Detection examples:
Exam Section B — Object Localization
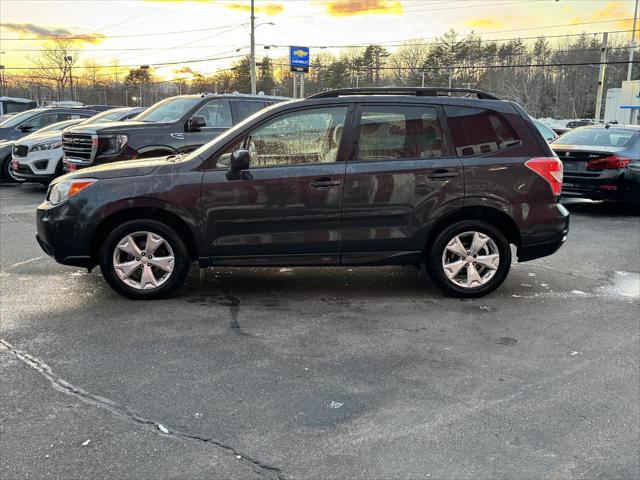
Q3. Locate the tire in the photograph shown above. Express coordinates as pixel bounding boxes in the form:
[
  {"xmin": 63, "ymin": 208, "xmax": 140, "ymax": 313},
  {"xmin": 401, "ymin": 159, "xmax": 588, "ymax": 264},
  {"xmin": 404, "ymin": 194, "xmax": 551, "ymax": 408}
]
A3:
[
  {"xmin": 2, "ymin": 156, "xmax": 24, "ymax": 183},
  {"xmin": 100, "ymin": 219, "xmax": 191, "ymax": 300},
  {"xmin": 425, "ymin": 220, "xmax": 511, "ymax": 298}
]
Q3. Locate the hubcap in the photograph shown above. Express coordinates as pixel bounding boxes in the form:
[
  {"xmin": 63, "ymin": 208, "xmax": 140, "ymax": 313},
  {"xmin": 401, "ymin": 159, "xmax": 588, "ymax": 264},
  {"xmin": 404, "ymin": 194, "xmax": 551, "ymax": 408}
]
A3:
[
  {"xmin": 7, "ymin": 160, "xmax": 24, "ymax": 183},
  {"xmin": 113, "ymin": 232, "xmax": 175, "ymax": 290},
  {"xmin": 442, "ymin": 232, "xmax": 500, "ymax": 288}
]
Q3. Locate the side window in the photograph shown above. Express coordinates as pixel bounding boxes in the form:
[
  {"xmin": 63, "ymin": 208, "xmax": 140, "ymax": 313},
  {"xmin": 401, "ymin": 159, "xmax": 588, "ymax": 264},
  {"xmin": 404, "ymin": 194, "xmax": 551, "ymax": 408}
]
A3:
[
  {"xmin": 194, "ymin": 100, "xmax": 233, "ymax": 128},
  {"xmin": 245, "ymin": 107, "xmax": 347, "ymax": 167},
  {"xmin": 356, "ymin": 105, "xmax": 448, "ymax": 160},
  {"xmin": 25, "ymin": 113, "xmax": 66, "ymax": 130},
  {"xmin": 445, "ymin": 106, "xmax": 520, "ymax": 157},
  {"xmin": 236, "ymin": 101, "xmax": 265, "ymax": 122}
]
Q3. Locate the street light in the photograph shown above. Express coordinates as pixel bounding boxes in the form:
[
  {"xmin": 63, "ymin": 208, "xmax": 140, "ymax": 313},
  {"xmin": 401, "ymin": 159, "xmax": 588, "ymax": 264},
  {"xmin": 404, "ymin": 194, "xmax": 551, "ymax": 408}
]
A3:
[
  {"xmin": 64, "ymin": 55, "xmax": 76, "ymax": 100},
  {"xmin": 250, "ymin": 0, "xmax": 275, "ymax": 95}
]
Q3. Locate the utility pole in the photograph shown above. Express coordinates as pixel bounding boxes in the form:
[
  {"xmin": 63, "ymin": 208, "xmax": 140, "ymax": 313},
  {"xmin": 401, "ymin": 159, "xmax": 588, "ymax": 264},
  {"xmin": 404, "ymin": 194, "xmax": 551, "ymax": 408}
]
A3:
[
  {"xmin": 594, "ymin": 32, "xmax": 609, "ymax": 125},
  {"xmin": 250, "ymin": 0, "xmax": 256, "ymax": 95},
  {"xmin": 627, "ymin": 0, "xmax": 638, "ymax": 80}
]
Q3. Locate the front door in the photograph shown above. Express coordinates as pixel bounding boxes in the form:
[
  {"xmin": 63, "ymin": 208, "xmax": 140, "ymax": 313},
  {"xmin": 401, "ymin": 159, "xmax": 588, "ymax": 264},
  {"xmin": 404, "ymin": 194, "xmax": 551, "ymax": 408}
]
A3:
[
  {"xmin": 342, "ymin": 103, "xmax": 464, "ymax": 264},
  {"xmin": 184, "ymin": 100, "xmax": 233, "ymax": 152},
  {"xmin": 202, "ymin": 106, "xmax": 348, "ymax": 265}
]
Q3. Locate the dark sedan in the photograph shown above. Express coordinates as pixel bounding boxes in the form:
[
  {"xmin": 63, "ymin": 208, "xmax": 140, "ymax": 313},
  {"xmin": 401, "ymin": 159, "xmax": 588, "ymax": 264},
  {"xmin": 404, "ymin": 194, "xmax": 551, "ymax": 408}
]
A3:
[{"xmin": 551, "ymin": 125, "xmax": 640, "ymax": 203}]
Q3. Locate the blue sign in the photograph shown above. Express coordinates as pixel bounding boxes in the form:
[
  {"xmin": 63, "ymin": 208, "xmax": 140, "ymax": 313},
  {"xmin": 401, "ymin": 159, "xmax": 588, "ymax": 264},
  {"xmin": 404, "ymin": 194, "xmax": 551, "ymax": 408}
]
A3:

**EXERCISE:**
Can you convert every line of the records above into a Markdown table with the columns "No" and "Line", numbering each row and skipping blank lines? Please leave the pictures out of the table.

**WRITTEN ANSWER:**
| No | Line |
|---|---|
| 1 | Exam Section B — Object Localization |
| 2 | Q3. Locate the tire in the photograph shown above. Express coordinates as pixel bounding boxes in the form: |
| 3 | [ |
| 4 |   {"xmin": 63, "ymin": 208, "xmax": 140, "ymax": 313}, |
| 5 |   {"xmin": 401, "ymin": 159, "xmax": 588, "ymax": 264}, |
| 6 |   {"xmin": 404, "ymin": 194, "xmax": 551, "ymax": 408} |
| 7 | ] |
| 8 | A3: |
| 9 | [ |
| 10 |   {"xmin": 2, "ymin": 156, "xmax": 24, "ymax": 183}, |
| 11 |   {"xmin": 100, "ymin": 219, "xmax": 191, "ymax": 300}, |
| 12 |   {"xmin": 425, "ymin": 220, "xmax": 511, "ymax": 298} |
| 13 | ] |
| 14 | Q3. Locate the hubcap in the photograph shown above. Express coordinates as pixel bounding boxes in the form: |
| 15 | [ |
| 16 |   {"xmin": 63, "ymin": 208, "xmax": 140, "ymax": 313}, |
| 17 |   {"xmin": 401, "ymin": 159, "xmax": 588, "ymax": 264}, |
| 18 |   {"xmin": 404, "ymin": 194, "xmax": 551, "ymax": 408} |
| 19 | ] |
| 20 | A3: |
| 21 | [ |
| 22 |   {"xmin": 7, "ymin": 160, "xmax": 24, "ymax": 183}, |
| 23 |   {"xmin": 113, "ymin": 232, "xmax": 175, "ymax": 290}, |
| 24 |   {"xmin": 442, "ymin": 232, "xmax": 500, "ymax": 288} |
| 25 | ] |
| 26 | Q3. Locate the side window in the photograph shown above. Express coordinates as pixel bounding boxes in the form: |
| 27 | [ |
| 28 |   {"xmin": 63, "ymin": 208, "xmax": 140, "ymax": 313}, |
| 29 |   {"xmin": 401, "ymin": 159, "xmax": 588, "ymax": 264}, |
| 30 |   {"xmin": 404, "ymin": 194, "xmax": 551, "ymax": 408} |
| 31 | ] |
| 32 | A3: |
| 33 | [ |
| 34 |   {"xmin": 194, "ymin": 100, "xmax": 233, "ymax": 128}, |
| 35 |   {"xmin": 245, "ymin": 107, "xmax": 347, "ymax": 167}, |
| 36 |   {"xmin": 356, "ymin": 105, "xmax": 448, "ymax": 160}, |
| 37 |   {"xmin": 25, "ymin": 113, "xmax": 66, "ymax": 130}, |
| 38 |   {"xmin": 445, "ymin": 106, "xmax": 520, "ymax": 157}, |
| 39 |   {"xmin": 236, "ymin": 101, "xmax": 265, "ymax": 122} |
| 40 | ] |
| 41 | Q3. Locate the street light in the photograph shown above. Express coordinates as pixel bounding boxes in the form: |
| 42 | [ |
| 43 |   {"xmin": 63, "ymin": 208, "xmax": 140, "ymax": 313}, |
| 44 |   {"xmin": 401, "ymin": 159, "xmax": 588, "ymax": 264}, |
| 45 |   {"xmin": 404, "ymin": 194, "xmax": 551, "ymax": 408} |
| 46 | ] |
| 47 | A3: |
| 48 | [ |
| 49 |   {"xmin": 64, "ymin": 55, "xmax": 76, "ymax": 100}, |
| 50 |   {"xmin": 250, "ymin": 0, "xmax": 275, "ymax": 95} |
| 51 | ] |
| 52 | Q3. Locate the utility pole in the photograph shown above. Express coordinates as pixel bounding boxes in the form: |
| 53 | [ |
| 54 |   {"xmin": 63, "ymin": 208, "xmax": 140, "ymax": 313}, |
| 55 |   {"xmin": 401, "ymin": 159, "xmax": 588, "ymax": 264}, |
| 56 |   {"xmin": 404, "ymin": 194, "xmax": 551, "ymax": 408} |
| 57 | ] |
| 58 | A3: |
| 59 | [ |
| 60 |   {"xmin": 594, "ymin": 32, "xmax": 609, "ymax": 125}, |
| 61 |   {"xmin": 250, "ymin": 0, "xmax": 256, "ymax": 95}, |
| 62 |   {"xmin": 627, "ymin": 0, "xmax": 638, "ymax": 80} |
| 63 | ] |
| 64 | Q3. Locate the front door in the photograph shown above. Express coordinates as pixel bounding boxes in the form: |
| 65 | [ |
| 66 |   {"xmin": 63, "ymin": 208, "xmax": 140, "ymax": 313}, |
| 67 |   {"xmin": 401, "ymin": 159, "xmax": 588, "ymax": 264}, |
| 68 |   {"xmin": 404, "ymin": 194, "xmax": 551, "ymax": 408} |
| 69 | ] |
| 70 | A3: |
| 71 | [ |
| 72 |   {"xmin": 342, "ymin": 103, "xmax": 464, "ymax": 264}, |
| 73 |   {"xmin": 184, "ymin": 100, "xmax": 233, "ymax": 152}, |
| 74 |   {"xmin": 202, "ymin": 106, "xmax": 348, "ymax": 265} |
| 75 | ] |
| 76 | Q3. Locate the dark sedan in the photograph shown above. Express coordinates as pixel bounding boxes in the form: |
| 77 | [ |
| 78 |   {"xmin": 63, "ymin": 208, "xmax": 140, "ymax": 313}, |
| 79 |   {"xmin": 401, "ymin": 159, "xmax": 588, "ymax": 264}, |
| 80 |   {"xmin": 404, "ymin": 194, "xmax": 551, "ymax": 408} |
| 81 | ] |
| 82 | A3: |
| 83 | [{"xmin": 551, "ymin": 125, "xmax": 640, "ymax": 203}] |
| 84 | Q3. Locate the blue sign in the photograph shown above. Express coordinates as pixel bounding boxes in the form: |
| 85 | [ |
| 86 |   {"xmin": 63, "ymin": 208, "xmax": 140, "ymax": 313}, |
| 87 |   {"xmin": 401, "ymin": 159, "xmax": 588, "ymax": 264}, |
| 88 |   {"xmin": 404, "ymin": 194, "xmax": 551, "ymax": 408} |
| 89 | ] |
| 90 | A3: |